== Exercise instructions ==
State how many of the lines below contain the string "jacket", giving only the number.

== Supplied data ==
++++++++++++++++++++

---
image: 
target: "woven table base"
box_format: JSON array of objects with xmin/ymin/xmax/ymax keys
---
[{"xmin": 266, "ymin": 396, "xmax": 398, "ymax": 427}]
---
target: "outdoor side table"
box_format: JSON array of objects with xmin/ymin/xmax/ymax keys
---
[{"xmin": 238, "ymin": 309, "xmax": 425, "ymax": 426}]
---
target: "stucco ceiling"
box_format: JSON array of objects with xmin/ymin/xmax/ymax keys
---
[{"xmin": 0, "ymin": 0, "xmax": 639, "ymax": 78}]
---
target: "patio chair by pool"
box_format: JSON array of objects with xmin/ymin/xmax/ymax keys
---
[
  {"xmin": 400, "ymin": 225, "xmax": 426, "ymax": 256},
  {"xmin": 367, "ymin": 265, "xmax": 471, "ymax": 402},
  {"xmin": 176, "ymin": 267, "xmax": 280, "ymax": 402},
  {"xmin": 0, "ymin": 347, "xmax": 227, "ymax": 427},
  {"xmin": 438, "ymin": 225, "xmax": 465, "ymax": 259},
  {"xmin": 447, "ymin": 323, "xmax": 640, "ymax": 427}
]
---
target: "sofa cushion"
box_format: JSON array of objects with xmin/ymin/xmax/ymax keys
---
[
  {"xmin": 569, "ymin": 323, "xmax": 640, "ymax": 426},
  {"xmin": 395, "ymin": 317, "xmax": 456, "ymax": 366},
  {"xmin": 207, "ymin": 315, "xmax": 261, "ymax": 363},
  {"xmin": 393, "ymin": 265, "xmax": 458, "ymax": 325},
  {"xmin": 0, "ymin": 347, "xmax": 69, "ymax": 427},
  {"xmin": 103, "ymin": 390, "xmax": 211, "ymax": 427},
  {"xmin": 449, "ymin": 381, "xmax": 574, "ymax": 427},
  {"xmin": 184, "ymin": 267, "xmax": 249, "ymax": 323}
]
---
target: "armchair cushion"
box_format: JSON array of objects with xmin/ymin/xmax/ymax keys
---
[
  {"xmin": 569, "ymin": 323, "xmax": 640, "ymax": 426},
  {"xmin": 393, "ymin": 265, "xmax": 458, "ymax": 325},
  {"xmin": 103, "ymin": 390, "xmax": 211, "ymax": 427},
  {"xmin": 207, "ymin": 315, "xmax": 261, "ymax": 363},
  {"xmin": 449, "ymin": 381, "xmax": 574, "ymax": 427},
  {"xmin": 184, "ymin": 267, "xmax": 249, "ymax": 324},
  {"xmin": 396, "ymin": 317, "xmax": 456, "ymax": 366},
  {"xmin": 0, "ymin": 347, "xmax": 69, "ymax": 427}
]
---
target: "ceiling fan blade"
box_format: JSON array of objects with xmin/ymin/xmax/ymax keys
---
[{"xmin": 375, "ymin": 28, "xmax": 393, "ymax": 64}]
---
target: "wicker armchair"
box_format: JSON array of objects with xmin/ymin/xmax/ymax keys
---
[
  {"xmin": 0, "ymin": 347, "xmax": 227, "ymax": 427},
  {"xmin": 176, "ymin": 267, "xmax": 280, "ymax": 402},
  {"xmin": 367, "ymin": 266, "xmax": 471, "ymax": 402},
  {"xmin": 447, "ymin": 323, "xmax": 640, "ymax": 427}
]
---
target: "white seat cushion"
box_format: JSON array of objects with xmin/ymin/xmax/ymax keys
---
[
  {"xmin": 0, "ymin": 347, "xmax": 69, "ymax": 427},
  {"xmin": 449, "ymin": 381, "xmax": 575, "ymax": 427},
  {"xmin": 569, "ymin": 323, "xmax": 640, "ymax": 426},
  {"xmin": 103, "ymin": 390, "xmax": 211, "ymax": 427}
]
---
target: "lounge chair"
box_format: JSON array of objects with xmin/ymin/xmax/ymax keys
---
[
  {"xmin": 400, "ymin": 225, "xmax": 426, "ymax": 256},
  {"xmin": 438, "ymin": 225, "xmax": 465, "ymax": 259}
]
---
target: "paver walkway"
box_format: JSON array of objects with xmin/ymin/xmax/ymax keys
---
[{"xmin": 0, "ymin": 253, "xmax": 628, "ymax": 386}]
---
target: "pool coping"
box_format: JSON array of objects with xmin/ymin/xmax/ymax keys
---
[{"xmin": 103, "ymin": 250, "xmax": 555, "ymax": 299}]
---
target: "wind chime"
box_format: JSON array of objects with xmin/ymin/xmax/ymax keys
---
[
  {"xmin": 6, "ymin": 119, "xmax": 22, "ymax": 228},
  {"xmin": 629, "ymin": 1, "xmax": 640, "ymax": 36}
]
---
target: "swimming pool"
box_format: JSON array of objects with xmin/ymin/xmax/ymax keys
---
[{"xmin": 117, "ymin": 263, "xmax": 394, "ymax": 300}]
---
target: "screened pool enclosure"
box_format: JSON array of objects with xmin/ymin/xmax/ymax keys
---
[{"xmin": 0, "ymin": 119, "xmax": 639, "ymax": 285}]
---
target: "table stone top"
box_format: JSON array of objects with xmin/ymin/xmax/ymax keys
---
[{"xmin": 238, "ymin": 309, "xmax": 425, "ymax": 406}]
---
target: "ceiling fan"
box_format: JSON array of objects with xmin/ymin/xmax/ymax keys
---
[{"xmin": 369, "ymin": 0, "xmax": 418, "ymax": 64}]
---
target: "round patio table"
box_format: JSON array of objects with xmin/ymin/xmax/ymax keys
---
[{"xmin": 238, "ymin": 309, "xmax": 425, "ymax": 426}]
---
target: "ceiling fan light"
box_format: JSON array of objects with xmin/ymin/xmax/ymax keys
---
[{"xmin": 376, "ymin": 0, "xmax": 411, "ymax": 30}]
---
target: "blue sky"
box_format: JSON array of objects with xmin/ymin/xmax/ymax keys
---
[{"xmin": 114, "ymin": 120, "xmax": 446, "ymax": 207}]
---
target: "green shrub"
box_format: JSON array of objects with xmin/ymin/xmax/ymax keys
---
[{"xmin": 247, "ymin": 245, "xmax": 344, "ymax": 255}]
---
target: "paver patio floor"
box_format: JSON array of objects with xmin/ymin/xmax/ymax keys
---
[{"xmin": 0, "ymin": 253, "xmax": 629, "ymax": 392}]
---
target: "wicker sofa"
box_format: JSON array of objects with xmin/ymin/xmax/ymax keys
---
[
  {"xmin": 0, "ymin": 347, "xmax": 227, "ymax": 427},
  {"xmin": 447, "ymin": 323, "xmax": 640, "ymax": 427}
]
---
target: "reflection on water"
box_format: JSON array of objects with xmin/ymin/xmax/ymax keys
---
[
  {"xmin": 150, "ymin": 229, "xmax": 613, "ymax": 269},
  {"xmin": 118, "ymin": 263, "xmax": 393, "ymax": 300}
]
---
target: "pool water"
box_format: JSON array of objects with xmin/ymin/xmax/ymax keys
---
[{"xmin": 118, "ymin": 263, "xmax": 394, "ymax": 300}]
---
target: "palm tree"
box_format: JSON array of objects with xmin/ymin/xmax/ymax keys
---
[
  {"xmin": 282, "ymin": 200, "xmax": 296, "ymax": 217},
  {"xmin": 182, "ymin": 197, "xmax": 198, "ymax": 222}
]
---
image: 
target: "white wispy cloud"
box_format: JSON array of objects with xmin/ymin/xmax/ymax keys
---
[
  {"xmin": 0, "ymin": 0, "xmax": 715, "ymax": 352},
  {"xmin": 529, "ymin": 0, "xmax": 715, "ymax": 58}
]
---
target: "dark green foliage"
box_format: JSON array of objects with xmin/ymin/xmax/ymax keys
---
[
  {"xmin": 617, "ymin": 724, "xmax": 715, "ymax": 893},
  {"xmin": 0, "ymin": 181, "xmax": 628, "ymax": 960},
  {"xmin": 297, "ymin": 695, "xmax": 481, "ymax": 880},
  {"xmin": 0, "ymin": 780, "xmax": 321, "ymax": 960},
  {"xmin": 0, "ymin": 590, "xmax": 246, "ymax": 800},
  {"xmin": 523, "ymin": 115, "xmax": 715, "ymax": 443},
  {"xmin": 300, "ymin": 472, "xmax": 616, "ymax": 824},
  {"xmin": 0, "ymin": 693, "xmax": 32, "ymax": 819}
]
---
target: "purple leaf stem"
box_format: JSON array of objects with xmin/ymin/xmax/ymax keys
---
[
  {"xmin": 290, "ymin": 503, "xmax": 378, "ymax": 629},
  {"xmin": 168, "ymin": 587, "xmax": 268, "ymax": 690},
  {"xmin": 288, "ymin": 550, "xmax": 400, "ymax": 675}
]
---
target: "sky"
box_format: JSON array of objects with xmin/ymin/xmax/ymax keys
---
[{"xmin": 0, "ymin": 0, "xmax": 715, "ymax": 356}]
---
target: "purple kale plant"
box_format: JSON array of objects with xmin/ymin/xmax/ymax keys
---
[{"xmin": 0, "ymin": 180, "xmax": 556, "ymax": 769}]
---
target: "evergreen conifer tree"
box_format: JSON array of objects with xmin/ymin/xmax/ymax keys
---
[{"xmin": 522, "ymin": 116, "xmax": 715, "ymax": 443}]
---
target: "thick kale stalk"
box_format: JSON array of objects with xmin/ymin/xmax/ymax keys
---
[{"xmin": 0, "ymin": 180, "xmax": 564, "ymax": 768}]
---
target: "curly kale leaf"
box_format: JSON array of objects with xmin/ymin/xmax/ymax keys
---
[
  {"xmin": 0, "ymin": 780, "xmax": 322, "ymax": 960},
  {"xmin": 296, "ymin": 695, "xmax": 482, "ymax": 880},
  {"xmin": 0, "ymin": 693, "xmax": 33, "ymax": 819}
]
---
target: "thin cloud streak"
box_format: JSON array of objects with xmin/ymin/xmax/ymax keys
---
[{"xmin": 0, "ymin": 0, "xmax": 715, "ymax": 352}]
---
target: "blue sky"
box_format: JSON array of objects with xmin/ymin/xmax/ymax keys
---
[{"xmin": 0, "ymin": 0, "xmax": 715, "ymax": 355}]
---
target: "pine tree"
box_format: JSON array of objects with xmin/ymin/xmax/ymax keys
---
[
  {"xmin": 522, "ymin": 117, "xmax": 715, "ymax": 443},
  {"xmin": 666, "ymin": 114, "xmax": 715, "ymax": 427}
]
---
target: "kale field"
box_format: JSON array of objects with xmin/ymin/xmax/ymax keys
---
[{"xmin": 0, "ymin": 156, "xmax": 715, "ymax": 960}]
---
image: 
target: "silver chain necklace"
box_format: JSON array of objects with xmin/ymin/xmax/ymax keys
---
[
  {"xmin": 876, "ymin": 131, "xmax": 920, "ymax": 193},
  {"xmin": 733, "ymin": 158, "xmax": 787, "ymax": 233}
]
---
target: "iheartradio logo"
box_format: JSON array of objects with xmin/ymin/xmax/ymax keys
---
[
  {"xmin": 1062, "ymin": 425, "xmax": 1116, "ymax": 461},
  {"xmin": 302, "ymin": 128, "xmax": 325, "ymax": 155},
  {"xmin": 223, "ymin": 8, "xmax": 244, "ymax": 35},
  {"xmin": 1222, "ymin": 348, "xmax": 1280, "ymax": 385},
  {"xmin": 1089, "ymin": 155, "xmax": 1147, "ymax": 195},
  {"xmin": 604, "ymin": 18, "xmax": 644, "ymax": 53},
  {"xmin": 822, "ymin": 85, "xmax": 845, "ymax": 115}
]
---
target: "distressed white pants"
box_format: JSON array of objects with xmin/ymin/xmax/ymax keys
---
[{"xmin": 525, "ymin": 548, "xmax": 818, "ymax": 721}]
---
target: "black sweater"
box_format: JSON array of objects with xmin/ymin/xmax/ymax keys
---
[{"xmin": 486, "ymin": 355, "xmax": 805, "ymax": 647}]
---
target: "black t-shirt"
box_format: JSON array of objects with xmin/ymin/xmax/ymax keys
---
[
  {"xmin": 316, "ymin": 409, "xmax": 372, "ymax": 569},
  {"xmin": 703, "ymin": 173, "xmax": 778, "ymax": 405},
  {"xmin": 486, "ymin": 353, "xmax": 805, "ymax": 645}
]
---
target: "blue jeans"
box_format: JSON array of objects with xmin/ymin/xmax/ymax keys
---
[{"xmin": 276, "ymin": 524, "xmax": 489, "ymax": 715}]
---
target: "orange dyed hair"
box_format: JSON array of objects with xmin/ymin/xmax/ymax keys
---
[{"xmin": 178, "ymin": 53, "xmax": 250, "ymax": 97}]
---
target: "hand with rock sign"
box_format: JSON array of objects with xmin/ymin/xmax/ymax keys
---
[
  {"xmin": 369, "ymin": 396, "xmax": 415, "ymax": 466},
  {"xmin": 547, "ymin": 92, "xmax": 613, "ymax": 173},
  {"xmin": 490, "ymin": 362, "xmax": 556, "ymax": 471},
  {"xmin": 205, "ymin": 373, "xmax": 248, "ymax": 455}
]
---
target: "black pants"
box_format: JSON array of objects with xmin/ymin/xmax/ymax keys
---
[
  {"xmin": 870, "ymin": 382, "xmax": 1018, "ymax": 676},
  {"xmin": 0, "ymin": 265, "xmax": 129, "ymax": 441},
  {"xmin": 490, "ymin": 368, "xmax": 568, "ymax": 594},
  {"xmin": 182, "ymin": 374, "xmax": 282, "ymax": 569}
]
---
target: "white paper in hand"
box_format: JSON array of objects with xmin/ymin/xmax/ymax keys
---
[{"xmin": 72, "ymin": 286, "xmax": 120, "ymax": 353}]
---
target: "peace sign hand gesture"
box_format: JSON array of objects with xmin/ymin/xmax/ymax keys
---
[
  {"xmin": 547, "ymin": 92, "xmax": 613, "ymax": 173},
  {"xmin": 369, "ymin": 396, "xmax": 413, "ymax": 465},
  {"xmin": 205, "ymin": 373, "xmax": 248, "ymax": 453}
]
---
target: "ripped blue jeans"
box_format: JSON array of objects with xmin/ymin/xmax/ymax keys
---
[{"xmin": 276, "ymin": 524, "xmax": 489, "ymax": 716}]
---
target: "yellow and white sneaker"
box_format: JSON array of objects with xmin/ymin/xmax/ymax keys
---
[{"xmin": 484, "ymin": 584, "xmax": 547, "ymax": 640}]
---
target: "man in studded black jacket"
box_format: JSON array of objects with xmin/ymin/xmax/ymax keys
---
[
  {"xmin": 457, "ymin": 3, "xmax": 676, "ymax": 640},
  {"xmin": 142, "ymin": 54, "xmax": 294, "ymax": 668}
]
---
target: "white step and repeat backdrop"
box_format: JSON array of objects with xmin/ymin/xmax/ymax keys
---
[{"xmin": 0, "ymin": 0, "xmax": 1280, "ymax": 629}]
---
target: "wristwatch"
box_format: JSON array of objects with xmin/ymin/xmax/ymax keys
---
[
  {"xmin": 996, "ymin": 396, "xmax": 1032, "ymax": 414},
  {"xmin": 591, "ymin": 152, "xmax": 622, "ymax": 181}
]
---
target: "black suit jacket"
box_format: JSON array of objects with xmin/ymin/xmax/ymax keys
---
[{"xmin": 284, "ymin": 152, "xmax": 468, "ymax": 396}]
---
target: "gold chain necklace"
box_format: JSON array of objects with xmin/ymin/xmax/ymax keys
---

++++++++++++++++++++

== The result ==
2